- [REQUIREMENT A]:
List every dollar amount that appears in the Canada Life passage below.
- [REQUIREMENT B]:
In the Canada Life passage below, who is the chief executive officer of Great-West Lifeco?

- [TEXT PASSAGE]:
--- --- ---
While he has stepped down from his full-time leadership role, Mr. Macoun will remain with Canada Life as a senior adviser to the president until the middle of 2024. The company, he said, is well positioned to gain market share in Canada for life insurance sales, as well as in its wealth and asset management business, which just surpassed $102-billion in assets under administration as of Dec. 31, 2023, up from the approximately $50-billion in assets the company oversaw in 2018.
Currently, wealth and asset management is the smallest contributor to profits at Great-West Lifeco Inc., the parent company of Canada Life, accounting for about 15 per cent of base earnings in 2022, some $500-million. However, in recent years, Great-West Lifeco’s chief executive officer, Paul Mahon, has steadily been transforming the company into a more diversified financial services business with a goal to double that revenue figure to more than $1-billion by 2027.
And acquisitions are key to that growth.
--- --- ---
- [DATASET RECORDS]:
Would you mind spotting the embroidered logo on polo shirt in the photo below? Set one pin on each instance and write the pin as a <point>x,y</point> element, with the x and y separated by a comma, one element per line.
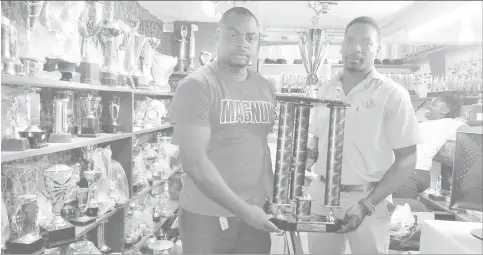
<point>370,103</point>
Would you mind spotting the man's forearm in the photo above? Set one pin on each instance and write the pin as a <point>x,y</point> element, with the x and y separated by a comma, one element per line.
<point>207,178</point>
<point>391,181</point>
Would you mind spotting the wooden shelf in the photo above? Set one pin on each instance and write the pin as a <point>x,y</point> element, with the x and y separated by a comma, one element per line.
<point>32,81</point>
<point>77,142</point>
<point>154,129</point>
<point>47,83</point>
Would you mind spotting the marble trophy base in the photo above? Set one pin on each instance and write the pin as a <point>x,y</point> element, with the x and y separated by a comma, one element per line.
<point>55,236</point>
<point>142,82</point>
<point>109,79</point>
<point>60,138</point>
<point>28,244</point>
<point>89,73</point>
<point>15,144</point>
<point>114,128</point>
<point>37,139</point>
<point>82,221</point>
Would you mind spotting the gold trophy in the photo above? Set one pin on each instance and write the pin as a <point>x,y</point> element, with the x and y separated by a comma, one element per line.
<point>57,183</point>
<point>192,53</point>
<point>61,132</point>
<point>36,136</point>
<point>114,106</point>
<point>90,24</point>
<point>14,142</point>
<point>25,238</point>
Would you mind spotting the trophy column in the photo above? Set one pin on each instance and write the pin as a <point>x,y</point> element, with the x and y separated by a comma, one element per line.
<point>37,137</point>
--- --- ---
- [WRITTEN ANSWER A]:
$102-billion, $50-billion, $500-million, $1-billion

- [WRITTEN ANSWER B]:
Paul Mahon